— Directions —
Reproduce the stretch of the material from the line containing "Could you tag the sun glow" through the line containing "point(54, 114)", with both lines included and nothing changed.

— Working data —

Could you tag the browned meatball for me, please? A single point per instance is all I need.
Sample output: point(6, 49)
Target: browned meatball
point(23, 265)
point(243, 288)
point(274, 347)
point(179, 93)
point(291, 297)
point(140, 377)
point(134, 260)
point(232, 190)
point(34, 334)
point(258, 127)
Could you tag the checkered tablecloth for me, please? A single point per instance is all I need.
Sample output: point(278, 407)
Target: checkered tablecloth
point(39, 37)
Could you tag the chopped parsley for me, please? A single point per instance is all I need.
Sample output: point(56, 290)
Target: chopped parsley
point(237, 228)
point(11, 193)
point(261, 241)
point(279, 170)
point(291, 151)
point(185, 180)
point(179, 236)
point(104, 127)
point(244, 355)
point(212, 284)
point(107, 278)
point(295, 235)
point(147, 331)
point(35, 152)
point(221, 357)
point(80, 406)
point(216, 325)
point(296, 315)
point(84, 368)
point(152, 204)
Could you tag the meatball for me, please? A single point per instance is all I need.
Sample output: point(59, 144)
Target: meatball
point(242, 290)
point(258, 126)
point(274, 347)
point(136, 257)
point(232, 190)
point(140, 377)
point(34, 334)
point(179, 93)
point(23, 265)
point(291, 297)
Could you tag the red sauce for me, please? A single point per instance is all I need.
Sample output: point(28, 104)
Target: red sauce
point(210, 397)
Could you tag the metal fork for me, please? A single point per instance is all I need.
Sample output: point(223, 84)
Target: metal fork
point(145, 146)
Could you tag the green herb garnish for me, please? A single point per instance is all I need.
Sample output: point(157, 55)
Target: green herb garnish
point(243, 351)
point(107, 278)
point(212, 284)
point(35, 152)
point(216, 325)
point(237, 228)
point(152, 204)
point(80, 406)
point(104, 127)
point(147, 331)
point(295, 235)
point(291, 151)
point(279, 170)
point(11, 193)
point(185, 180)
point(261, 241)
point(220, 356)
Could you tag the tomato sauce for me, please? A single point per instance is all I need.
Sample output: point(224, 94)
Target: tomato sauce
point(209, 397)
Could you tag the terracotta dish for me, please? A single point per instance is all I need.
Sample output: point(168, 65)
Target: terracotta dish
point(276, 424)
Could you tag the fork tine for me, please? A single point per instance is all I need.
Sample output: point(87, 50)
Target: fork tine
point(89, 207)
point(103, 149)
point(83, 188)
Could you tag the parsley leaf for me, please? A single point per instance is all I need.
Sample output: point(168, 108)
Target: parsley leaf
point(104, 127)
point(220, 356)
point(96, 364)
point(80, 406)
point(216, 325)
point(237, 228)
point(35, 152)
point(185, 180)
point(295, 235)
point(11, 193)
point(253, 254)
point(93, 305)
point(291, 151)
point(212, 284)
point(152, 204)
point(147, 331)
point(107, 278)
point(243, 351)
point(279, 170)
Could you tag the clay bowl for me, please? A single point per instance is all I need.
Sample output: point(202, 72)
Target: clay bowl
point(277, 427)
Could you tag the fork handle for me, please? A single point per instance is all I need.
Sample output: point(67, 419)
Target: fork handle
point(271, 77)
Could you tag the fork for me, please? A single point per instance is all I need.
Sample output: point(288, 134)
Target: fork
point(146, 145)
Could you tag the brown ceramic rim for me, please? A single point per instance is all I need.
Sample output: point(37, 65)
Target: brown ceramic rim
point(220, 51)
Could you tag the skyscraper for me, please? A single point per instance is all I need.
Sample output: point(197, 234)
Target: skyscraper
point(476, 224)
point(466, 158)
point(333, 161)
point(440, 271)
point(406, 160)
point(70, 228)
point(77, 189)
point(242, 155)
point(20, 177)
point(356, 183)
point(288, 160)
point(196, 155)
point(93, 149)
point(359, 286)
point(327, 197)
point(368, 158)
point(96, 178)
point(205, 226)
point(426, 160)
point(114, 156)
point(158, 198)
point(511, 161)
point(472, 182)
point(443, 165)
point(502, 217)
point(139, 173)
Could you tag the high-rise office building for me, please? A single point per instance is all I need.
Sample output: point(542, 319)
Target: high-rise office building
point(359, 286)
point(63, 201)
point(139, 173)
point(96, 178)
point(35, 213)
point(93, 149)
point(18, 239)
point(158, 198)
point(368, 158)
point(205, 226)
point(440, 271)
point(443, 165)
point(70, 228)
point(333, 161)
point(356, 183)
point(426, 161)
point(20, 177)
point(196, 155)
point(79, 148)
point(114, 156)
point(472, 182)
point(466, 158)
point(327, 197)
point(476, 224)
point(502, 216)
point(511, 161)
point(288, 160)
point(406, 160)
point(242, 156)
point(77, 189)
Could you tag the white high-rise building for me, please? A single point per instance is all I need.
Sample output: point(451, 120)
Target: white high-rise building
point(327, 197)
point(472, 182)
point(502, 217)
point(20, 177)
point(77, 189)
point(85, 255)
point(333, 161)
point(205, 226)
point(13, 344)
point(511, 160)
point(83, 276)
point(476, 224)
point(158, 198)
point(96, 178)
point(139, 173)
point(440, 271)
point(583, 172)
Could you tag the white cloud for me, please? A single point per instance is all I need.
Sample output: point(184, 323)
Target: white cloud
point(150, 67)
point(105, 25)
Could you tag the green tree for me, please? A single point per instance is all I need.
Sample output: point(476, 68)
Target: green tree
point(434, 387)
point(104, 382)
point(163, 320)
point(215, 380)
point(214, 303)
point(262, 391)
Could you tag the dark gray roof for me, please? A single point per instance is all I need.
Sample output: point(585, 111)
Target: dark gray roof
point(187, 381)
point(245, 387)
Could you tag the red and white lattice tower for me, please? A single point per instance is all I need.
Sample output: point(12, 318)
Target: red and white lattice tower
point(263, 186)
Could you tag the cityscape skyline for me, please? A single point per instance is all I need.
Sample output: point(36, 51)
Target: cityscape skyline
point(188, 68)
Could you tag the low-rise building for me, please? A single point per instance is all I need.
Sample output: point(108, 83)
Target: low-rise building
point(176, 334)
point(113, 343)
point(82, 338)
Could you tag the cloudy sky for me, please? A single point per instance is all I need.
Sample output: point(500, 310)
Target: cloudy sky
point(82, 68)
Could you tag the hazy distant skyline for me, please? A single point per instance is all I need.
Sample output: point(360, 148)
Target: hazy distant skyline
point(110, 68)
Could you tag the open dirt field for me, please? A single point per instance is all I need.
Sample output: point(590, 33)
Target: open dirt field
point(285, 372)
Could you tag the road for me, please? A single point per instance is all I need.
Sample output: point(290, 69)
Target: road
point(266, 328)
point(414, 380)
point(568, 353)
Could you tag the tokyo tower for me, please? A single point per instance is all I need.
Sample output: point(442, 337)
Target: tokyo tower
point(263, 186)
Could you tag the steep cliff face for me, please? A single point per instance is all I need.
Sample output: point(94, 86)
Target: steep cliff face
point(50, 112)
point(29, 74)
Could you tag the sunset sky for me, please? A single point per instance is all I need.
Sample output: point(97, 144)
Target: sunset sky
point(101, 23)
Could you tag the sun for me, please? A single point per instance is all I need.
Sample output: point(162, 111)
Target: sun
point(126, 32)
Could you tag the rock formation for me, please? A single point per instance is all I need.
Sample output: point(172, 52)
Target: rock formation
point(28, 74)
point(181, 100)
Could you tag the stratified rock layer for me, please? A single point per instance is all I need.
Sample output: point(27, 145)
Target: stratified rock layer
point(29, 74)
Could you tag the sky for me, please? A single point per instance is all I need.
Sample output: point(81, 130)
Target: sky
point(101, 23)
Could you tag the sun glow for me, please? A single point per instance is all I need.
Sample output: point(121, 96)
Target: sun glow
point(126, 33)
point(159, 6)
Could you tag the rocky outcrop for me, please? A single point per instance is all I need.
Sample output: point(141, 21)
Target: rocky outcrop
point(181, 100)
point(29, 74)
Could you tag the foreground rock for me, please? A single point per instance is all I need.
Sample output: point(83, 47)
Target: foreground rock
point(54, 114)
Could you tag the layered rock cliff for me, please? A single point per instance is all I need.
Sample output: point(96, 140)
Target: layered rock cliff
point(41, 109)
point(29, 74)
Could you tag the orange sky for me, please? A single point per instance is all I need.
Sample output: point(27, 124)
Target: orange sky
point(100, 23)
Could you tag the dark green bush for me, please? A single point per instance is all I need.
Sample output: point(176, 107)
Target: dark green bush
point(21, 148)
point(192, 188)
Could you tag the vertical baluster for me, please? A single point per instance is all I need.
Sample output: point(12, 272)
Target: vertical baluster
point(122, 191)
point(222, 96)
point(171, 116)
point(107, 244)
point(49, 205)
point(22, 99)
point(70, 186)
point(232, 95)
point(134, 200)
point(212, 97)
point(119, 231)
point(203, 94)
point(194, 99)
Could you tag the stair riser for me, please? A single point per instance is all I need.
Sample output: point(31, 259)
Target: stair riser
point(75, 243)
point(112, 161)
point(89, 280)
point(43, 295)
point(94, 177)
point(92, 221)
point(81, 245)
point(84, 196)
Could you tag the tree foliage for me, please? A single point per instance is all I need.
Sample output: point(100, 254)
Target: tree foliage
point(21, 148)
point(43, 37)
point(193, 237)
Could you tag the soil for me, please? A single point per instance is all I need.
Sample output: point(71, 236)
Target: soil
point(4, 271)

— Exercise result —
Could you tag the sun glow for me, please? A single point per instance is all I need.
Sample output: point(121, 96)
Target: sun glow
point(126, 33)
point(159, 6)
Could you tag the rocky outcrop for me, please? A single point per instance is all I need.
Sample output: point(141, 21)
Target: rocky outcrop
point(181, 100)
point(29, 74)
Could you tag the foreground rock for me, please? A single point per instance is all I need.
Sample output: point(83, 47)
Target: foreground rock
point(54, 114)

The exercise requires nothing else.